##### Excerpted data #####
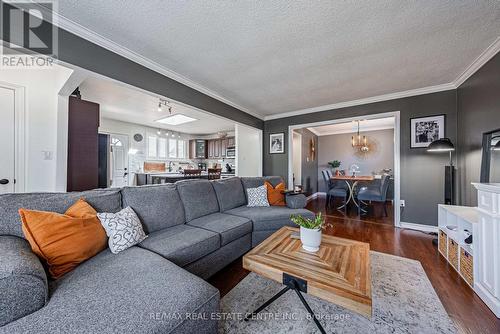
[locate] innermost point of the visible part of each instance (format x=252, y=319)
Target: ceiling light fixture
x=357, y=142
x=165, y=103
x=176, y=119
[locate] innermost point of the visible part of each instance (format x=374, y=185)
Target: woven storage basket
x=453, y=253
x=443, y=243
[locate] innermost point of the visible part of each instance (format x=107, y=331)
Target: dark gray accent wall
x=422, y=173
x=478, y=112
x=309, y=167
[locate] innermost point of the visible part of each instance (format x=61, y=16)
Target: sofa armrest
x=296, y=201
x=23, y=281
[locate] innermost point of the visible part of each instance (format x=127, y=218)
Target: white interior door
x=119, y=160
x=297, y=158
x=7, y=140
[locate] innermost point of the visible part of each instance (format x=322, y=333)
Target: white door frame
x=397, y=152
x=20, y=135
x=259, y=148
x=110, y=165
x=297, y=180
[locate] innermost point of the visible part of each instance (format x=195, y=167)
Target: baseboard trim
x=315, y=195
x=419, y=227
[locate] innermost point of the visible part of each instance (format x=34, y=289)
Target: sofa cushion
x=182, y=244
x=269, y=218
x=63, y=241
x=135, y=290
x=158, y=206
x=124, y=229
x=23, y=282
x=10, y=222
x=230, y=193
x=254, y=182
x=228, y=226
x=198, y=198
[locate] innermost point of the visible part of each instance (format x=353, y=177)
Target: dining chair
x=192, y=173
x=214, y=173
x=374, y=194
x=333, y=189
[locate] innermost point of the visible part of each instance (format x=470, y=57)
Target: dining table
x=352, y=181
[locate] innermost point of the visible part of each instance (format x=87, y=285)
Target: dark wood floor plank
x=465, y=308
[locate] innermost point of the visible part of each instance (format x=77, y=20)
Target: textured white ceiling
x=278, y=55
x=125, y=104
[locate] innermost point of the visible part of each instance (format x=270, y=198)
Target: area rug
x=402, y=295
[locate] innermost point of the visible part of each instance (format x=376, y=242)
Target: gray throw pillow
x=124, y=229
x=257, y=196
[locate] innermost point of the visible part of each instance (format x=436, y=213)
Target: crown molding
x=314, y=131
x=363, y=130
x=85, y=33
x=106, y=43
x=482, y=59
x=373, y=99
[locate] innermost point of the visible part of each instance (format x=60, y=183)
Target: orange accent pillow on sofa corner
x=274, y=195
x=64, y=240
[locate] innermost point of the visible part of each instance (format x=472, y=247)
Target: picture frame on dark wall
x=425, y=130
x=277, y=143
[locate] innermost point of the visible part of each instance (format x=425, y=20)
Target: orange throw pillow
x=64, y=240
x=274, y=195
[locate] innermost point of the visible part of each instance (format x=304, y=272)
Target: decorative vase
x=310, y=238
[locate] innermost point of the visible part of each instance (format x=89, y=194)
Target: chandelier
x=359, y=142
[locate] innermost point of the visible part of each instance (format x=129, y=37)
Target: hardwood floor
x=464, y=307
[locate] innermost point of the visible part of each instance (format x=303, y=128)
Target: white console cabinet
x=487, y=246
x=477, y=263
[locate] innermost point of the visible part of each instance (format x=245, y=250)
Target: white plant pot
x=311, y=239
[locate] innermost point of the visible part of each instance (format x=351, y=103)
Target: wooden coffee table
x=339, y=272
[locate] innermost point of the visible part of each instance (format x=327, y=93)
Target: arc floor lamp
x=445, y=145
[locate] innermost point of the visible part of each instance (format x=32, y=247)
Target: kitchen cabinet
x=198, y=149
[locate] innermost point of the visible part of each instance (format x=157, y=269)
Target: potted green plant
x=310, y=231
x=335, y=164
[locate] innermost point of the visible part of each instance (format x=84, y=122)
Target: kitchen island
x=169, y=177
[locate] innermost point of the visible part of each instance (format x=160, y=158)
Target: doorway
x=118, y=160
x=113, y=160
x=297, y=158
x=12, y=138
x=351, y=167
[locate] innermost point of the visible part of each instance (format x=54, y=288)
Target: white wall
x=248, y=151
x=41, y=122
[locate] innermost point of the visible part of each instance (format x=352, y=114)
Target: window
x=180, y=149
x=172, y=148
x=152, y=149
x=162, y=147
#####
Return word for word the lines above from the line with "(format x=87, y=285)" to the line with "(format x=436, y=213)", including both and leaving out all others.

[locate] innermost point of the visible part of each instance (format x=87, y=285)
Target: dark wood floor plank
x=465, y=308
[locate] innermost point of the visible part of each instance (format x=77, y=20)
Target: textured white ceiling
x=278, y=55
x=125, y=104
[locate] innermost point of the visible part of each instance (format x=270, y=198)
Target: area rug
x=402, y=295
[locate] innermost point of the visible part of each instance (format x=376, y=242)
Target: gray throw pillow
x=124, y=229
x=257, y=196
[locate] innermost point of the visible part of each instance (format x=436, y=213)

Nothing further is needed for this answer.